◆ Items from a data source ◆
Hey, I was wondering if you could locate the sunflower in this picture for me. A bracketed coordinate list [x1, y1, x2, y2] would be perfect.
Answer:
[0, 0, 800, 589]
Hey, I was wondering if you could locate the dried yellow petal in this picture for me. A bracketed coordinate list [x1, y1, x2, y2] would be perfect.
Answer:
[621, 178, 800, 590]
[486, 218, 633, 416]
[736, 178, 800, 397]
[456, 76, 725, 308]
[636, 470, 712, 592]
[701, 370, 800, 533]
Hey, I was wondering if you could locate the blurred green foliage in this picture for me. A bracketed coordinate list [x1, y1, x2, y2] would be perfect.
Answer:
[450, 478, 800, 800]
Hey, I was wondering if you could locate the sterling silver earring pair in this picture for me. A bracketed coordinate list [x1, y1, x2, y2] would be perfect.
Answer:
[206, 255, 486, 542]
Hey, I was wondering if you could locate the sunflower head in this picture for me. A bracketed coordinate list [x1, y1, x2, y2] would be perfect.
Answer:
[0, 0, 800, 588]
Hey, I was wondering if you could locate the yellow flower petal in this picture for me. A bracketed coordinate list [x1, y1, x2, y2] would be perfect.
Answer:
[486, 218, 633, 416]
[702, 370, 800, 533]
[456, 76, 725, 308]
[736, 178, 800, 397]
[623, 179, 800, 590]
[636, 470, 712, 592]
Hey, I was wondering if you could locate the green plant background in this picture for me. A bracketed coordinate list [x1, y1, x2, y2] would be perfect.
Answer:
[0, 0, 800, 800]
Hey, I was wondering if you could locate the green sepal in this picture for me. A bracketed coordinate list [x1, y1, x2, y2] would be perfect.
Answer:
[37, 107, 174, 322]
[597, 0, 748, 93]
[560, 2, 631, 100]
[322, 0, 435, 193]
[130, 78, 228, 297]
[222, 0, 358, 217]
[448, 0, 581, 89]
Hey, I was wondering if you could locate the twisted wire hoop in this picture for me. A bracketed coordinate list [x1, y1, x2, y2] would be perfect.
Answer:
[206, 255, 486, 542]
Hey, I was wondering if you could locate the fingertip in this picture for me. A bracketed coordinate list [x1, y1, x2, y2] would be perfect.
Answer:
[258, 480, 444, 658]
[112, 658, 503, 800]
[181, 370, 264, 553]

◆ Exercise details ◆
Reproduce every one of the lines above word for word, without changing anything.

◆ Reply ◆
Hey, I was wondering if you could locate the sunflower in this picture for me. A bracketed coordinate list [x1, y1, x2, y2] would be perfect.
Answer:
[0, 0, 800, 589]
Hey, I was wondering if you could locate the dried yellow petal in this picture for me. A bracketed coordinate list [x1, y1, x2, y2] would be perfect.
Answer:
[621, 178, 800, 590]
[486, 218, 633, 416]
[736, 178, 800, 397]
[456, 76, 725, 308]
[636, 470, 712, 592]
[701, 370, 800, 533]
Hey, I was wondering if you could locate the blurred green foliage in this picture for me. A bracketed coordinate list [x1, y1, x2, y2] would be perfect.
Answer:
[450, 478, 800, 800]
Hey, I was wondering if you could locate the sterling silver earring pair in this picture for me. A bracketed coordinate list [x1, y1, x2, y2] would be perfect.
Answer:
[206, 255, 486, 542]
Hey, I was wondering if you could locate the sunflower head in this picture for me. A bracketed coordinate list [x1, y1, x2, y2] would be perfect.
Answer:
[0, 0, 800, 588]
Hey, I was wondering if you could locate the yellow flower petal in this picture for me. A bracketed coordinate list [x1, y1, x2, y2] would be perfect.
Answer:
[486, 218, 633, 416]
[702, 370, 800, 533]
[456, 76, 725, 308]
[736, 178, 800, 397]
[623, 179, 800, 590]
[636, 470, 712, 592]
Hey, I was wondering if you could locate the green plant background in this picture for me. A bracketed coordinate list [x1, y1, x2, y2] would be perfect.
Answer:
[0, 0, 800, 800]
Hey, I was wondering if you could locate the green sepal in this picture for me. A bracketed coordinate list [x1, y1, x2, y2] would be perfect.
Answer:
[37, 107, 174, 322]
[597, 0, 748, 93]
[560, 2, 631, 100]
[322, 0, 435, 193]
[130, 78, 228, 297]
[222, 0, 358, 217]
[448, 0, 581, 89]
Hey, I was wondering if you could locate the twisted wire hoop in this picture for me. A bracketed coordinate list [x1, y1, x2, y2] would be perfect.
Answer:
[206, 255, 486, 542]
Hey, I was wondering if you could locate the fingertip in this picture for me. A bracketed coordinate list [x1, y1, x2, y2] would be perfect.
Answer:
[258, 480, 444, 658]
[112, 658, 503, 800]
[181, 370, 264, 553]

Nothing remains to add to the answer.